■ SUPPLIED ENTRIES ■
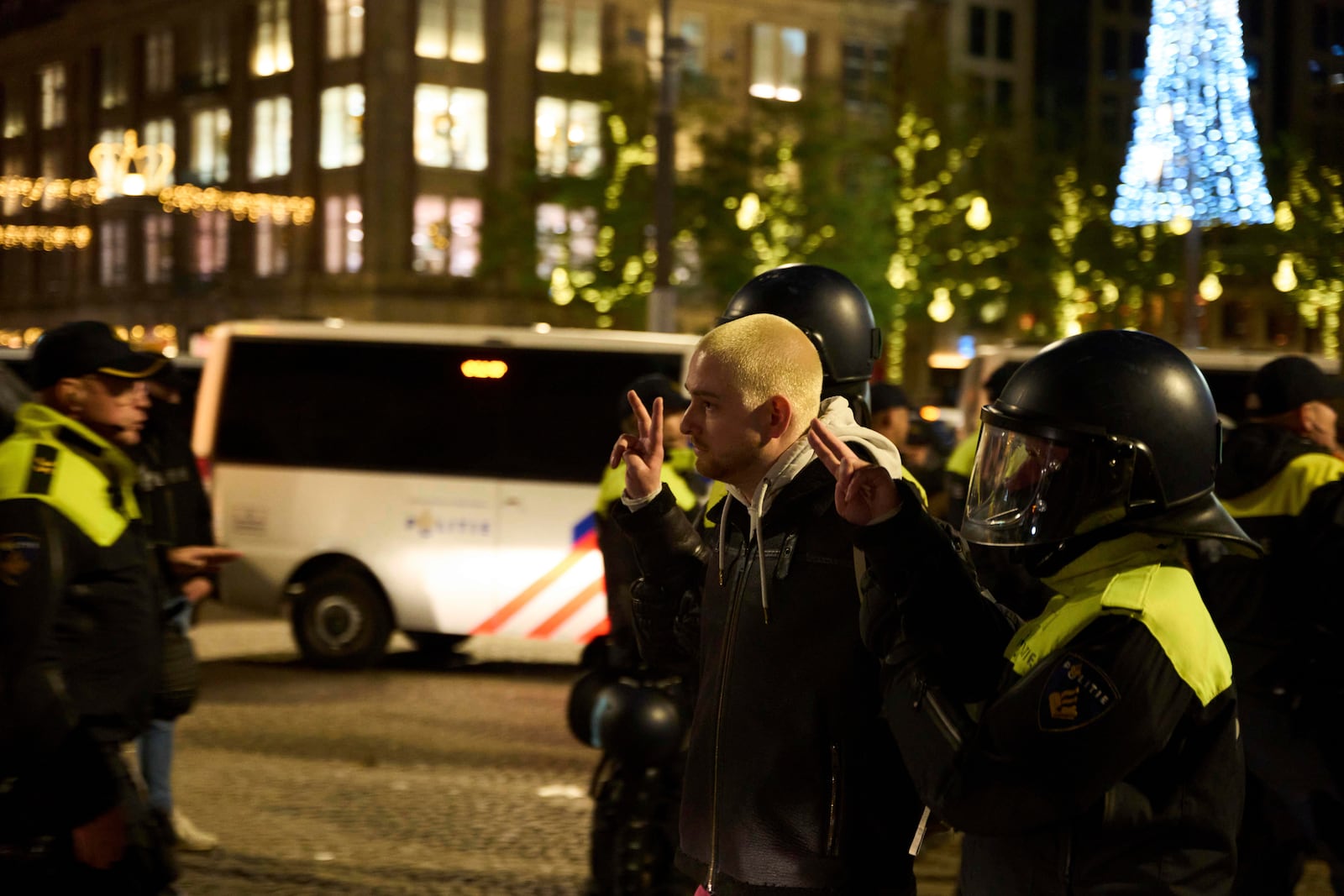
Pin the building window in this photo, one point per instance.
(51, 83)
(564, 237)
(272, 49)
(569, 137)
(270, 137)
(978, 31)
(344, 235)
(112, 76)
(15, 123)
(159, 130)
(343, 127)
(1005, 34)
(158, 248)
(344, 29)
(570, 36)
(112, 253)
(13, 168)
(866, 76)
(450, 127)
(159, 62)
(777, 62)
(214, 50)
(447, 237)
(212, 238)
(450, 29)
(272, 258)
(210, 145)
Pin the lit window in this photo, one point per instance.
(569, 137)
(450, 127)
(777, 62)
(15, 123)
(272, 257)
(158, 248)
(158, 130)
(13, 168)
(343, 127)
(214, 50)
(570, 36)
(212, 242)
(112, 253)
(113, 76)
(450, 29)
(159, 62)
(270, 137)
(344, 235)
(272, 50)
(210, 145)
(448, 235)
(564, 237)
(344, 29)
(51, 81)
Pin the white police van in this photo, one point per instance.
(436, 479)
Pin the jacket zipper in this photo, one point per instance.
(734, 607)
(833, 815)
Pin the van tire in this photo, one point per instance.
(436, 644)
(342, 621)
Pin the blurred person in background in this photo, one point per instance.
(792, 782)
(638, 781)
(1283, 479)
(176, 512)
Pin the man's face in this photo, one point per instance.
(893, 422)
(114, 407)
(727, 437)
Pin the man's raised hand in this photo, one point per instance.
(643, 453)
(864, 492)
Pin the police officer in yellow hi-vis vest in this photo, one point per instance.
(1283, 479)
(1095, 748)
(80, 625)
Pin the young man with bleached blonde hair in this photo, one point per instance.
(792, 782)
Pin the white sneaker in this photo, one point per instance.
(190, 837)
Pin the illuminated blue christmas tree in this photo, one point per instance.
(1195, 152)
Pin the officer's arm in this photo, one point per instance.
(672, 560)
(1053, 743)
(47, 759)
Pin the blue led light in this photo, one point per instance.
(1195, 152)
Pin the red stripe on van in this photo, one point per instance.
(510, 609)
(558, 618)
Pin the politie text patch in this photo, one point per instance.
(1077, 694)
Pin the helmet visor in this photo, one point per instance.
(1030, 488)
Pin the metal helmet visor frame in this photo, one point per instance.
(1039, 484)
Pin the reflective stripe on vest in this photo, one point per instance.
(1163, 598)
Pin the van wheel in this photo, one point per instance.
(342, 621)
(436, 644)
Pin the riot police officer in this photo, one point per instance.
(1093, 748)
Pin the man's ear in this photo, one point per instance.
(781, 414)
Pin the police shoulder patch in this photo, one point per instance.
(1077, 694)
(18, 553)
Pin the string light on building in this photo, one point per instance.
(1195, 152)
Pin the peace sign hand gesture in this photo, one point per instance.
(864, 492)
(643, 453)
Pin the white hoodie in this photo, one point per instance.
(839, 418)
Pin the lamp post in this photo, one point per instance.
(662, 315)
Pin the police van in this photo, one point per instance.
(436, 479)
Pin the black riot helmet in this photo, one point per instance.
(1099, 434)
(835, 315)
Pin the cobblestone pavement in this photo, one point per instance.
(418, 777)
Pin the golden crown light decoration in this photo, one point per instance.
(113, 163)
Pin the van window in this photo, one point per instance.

■ ABOUT THIS TASK ■
Make an exact copy of each line, beginning at the one containing "Pin the young" and ending with the last line of the data, and of no other line.

■ TASK SOLUTION ■
Pin the young man with bleached blonde hair in this photo, one point per instance.
(792, 782)
Pin the white sneaker in this photo, one point per instance.
(190, 837)
Pin the illuminated blue christmas tree in this photo, one point per instance.
(1195, 152)
Pin the officer's arm in this photo, one point per instance.
(672, 560)
(1053, 743)
(47, 759)
Pin the blue led light in this photo, one point per instance.
(1195, 152)
Pin the red stripe on van in this photo, one point per instance.
(510, 609)
(558, 618)
Pin the politie text patch in this photo, one point per instance.
(1077, 694)
Pin the helmet visor in this photo, one point per instance.
(1030, 488)
Pin the metal helmet visor frame in this photo, one point per instance.
(1039, 484)
Pin the reflective stripe on vest in this photo, one point per instance.
(1163, 598)
Pin the van wheel in this photo, one point per instance.
(342, 621)
(436, 644)
Pin the riot police officer in this photo, one point per instance.
(1093, 748)
Pin the man's ear in this photo, one point per instance.
(781, 414)
Pin the police shoulder patch in this photo, one point per instance.
(1077, 694)
(18, 553)
Pin the string light on building in this photo, one point per instance.
(1195, 152)
Pin the peace sign hand gesture in this photo, one point per instance.
(864, 492)
(643, 453)
Pin the white hoodie in this photo, one point per instance.
(839, 418)
Pin the lamp post in this photo, one point per instance.
(662, 315)
Pin the police van in this photo, one point per instance.
(436, 479)
Pin the black riot helmet in this photo, one point per instance.
(1099, 434)
(835, 315)
Pin the cobblestone pavement in this photo, one point per instance.
(418, 777)
Pin the golden crown light decoration in this photo, one point per instance.
(113, 163)
Pin the van window in this photo, one point per instance.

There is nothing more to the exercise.